======== DATA FOR THE TASK ========
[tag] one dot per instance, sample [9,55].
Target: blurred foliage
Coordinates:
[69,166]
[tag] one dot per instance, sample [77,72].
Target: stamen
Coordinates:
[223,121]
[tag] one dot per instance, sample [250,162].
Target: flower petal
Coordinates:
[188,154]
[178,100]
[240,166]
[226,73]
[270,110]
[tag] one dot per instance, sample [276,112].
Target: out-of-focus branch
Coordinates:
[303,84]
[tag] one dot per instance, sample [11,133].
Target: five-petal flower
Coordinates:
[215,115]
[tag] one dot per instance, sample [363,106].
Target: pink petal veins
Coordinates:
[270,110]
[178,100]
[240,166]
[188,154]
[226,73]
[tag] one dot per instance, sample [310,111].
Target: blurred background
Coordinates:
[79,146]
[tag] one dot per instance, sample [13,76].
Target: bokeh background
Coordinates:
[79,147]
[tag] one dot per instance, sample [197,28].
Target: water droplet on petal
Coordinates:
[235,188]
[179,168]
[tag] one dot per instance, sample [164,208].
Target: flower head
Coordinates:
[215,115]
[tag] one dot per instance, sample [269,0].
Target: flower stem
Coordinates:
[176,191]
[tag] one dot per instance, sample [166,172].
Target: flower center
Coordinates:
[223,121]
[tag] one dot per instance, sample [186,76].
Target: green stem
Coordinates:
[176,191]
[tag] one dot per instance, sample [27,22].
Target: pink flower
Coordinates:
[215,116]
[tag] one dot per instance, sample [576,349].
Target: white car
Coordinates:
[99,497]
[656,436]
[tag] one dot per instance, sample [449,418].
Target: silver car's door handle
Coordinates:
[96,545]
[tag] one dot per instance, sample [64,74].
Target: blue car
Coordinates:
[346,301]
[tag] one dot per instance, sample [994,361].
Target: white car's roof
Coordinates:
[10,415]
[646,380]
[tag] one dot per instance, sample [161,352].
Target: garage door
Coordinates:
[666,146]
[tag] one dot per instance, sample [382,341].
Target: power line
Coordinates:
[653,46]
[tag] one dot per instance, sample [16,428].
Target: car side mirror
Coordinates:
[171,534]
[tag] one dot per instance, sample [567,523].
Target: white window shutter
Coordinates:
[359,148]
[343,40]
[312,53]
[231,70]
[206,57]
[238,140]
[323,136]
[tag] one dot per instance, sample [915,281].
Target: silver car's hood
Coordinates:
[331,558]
========
**PROBLEM**
Please report the number of lines in the data that include the word "background", and add no other text.

**WORKED SOLUTION**
2